▸ **TEXT BLOCK**:
--

A few years after launching his first startup, Michael Costuros hoped that ayahuasca would offer a teaching that might cure his severe burnout.
“My biggest fear was that I would realize that I shouldn’t be doing this job—like I had outgrown it and needed to move on, but that felt like throwing away eight years of work,” he said.
Instead, his first ayahuasca retreat revealed everything that was holding him back. Costuros remembers sitting on a mat in a dark temple in Peru and trying to follow the primary instruction that the shamans give: Surrender. Frustrated, he felt he’d surrendered all he could and couldn’t let go any more.
Then a voice that identified itself as ayahuasca offered to show Costuros what was preventing him from surrendering. He was taken on a walk along a fence around a ranch. He stopped at each fence post, which represented a belief or an experience that was holding him back. Then he found himself wearing a tight-fitting, corset-like jumpsuit. At each fence post, he shed another jumpsuit in order to rid himself of that barrier.

--

▸ **REQUIRED ACTION A**:
From the passage about Michael Costuros and ayahuasca, reproduce the text from "Then a voice" up to and including "of that barrier.".
▸ **REQUIRED ACTION B**:
Summarize the passage about Michael Costuros and ayahuasca in two sentences.
▸ **REQUIRED ACTION C**:
Answer these questions about the passage on Michael Costuros and ayahuasca:
(i) How many years of work did Costuros fear throwing away?
(ii) In which country was the temple where he sat on a mat?
(iii) What did each fence post represent?

▸ **RECORDS PROVIDED**:
--

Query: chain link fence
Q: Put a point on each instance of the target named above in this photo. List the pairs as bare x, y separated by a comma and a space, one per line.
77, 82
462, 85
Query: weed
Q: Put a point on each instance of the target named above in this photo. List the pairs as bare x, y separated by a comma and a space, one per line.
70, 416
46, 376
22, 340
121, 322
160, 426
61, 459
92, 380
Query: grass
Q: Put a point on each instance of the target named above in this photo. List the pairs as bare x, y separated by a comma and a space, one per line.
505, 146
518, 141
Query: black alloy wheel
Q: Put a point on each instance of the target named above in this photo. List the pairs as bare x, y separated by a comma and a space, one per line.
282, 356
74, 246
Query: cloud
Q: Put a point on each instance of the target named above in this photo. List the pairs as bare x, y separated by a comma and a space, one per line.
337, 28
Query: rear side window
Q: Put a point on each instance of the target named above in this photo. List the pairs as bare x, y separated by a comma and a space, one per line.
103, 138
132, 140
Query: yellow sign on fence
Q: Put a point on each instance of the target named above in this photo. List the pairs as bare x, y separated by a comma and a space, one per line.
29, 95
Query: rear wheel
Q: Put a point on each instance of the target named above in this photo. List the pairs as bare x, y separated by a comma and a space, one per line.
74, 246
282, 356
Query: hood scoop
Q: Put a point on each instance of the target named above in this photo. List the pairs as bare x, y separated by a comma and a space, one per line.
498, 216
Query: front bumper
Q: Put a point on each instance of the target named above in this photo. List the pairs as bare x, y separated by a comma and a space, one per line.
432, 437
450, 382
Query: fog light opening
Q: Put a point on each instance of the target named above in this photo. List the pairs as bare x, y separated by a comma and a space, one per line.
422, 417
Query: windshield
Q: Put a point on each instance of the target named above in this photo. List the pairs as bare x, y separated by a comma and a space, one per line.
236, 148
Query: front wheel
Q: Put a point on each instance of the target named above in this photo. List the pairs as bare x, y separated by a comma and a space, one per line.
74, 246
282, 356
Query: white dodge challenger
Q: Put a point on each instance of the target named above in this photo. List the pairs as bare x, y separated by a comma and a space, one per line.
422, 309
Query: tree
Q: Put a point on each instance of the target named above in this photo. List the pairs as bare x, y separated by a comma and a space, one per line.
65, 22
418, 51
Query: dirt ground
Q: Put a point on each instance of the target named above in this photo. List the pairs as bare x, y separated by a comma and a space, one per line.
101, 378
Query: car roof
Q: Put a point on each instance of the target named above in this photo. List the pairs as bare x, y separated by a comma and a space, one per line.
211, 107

--

▸ **RESPONSE AREA A**:
Then a voice that identified itself as ayahuasca offered to show Costuros what was preventing him from surrendering. He was taken on a walk along a fence around a ranch. He stopped at each fence post, which represented a belief or an experience that was holding him back. Then he found himself wearing a tight-fitting, corset-like jumpsuit. At each fence post, he shed another jumpsuit in order to rid himself of that barrier.

▸ **RESPONSE AREA B**:
A few years after launching his first startup, Michael Costuros hoped ayahuasca could cure his severe burnout, though he feared realizing he should leave his job. During his first retreat in Peru, a voice identifying itself as ayahuasca walked him past fence posts representing beliefs or experiences holding him back, and at each one he shed a tight, corset-like jumpsuit.

▸ **RESPONSE AREA C**:
(i) Eight years.
(ii) Peru.
(iii) A belief or an experience that was holding him back.